Page text:

2.18.   Immediate Cash Award

 

Immediate Cash Award means an Award payable in cash as promptly as practicable after the close of the Year for which the Award is made or, in the sole discretion of the Committee, in December of the year for which the award is made.

 

2.19.   Incentive Award

 

Incentive Award means an award which, subject to such terms and conditions as may be prescribed by the Committee, entitles the Participant to receive a cash payment from the Company or a Related Entity under Article IV.

 

2.20.   Investment Account

 

Investment Account means one of the accounts established by the Company pursuant to Section 5.03.

Extracted records:
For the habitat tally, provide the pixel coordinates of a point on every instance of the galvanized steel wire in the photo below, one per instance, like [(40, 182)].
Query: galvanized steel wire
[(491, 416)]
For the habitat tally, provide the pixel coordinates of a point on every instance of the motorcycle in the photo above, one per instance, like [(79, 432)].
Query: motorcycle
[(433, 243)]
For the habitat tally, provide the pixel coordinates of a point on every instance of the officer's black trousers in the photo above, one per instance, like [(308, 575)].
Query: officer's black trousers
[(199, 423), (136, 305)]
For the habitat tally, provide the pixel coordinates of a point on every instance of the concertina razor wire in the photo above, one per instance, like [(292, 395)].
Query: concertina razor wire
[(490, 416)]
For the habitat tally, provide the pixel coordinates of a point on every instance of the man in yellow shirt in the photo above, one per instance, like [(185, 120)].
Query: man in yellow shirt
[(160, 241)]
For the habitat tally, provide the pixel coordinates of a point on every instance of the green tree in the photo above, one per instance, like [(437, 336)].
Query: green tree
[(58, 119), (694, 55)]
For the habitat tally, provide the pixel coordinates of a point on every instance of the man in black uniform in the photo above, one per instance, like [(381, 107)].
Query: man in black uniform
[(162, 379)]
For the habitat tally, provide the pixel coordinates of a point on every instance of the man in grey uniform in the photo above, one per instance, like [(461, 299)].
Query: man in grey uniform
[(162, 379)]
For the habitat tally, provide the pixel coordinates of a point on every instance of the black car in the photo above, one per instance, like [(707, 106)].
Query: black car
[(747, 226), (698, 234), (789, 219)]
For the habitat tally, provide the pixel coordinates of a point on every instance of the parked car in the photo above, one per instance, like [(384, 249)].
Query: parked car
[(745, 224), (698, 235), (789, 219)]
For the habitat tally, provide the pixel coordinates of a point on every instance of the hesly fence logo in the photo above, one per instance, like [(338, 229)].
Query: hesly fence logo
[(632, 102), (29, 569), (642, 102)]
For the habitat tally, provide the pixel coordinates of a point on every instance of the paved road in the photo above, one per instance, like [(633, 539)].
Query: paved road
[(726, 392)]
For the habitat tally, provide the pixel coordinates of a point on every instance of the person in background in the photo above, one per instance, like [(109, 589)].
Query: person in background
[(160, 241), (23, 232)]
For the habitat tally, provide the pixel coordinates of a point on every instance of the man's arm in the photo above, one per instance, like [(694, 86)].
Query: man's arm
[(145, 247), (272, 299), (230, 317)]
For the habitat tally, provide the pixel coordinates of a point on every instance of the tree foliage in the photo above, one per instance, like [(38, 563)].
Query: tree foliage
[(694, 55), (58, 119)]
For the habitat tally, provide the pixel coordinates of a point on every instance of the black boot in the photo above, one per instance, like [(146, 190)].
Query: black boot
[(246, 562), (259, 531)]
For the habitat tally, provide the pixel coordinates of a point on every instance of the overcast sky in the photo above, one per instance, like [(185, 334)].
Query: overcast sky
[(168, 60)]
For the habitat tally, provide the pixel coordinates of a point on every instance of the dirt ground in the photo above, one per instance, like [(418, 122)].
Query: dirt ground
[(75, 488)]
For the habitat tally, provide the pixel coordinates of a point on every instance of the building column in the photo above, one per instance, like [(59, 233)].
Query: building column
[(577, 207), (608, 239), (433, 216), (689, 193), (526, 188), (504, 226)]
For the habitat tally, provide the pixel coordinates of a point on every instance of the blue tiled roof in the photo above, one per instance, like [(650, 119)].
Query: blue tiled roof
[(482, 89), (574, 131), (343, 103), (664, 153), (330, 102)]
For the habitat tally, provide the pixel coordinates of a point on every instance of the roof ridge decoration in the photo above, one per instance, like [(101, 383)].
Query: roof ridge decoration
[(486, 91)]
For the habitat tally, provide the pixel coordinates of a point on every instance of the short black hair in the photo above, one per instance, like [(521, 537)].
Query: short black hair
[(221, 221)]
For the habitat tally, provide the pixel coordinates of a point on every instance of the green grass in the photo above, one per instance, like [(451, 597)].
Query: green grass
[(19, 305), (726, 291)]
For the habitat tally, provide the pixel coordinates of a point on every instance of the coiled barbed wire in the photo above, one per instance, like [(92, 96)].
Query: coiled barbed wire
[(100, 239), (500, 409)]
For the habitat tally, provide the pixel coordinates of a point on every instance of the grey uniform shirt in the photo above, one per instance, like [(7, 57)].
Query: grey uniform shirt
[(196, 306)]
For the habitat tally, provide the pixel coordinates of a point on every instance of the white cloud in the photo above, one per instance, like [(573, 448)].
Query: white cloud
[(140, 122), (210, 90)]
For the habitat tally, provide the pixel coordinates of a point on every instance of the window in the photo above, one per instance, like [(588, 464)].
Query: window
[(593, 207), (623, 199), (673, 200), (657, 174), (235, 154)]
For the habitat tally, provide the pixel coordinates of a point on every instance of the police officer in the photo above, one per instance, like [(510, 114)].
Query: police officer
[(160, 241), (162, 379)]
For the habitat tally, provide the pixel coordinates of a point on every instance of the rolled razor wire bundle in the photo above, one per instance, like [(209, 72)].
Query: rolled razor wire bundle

Stated task: Reproduce verbatim the passage of the plan definitions from "Immediate Cash Award means" up to and including "award is made.".

The completed task:
Immediate Cash Award means an Award payable in cash as promptly as practicable after the close of the Year for which the Award is made or, in the sole discretion of the Committee, in December of the year for which the award is made.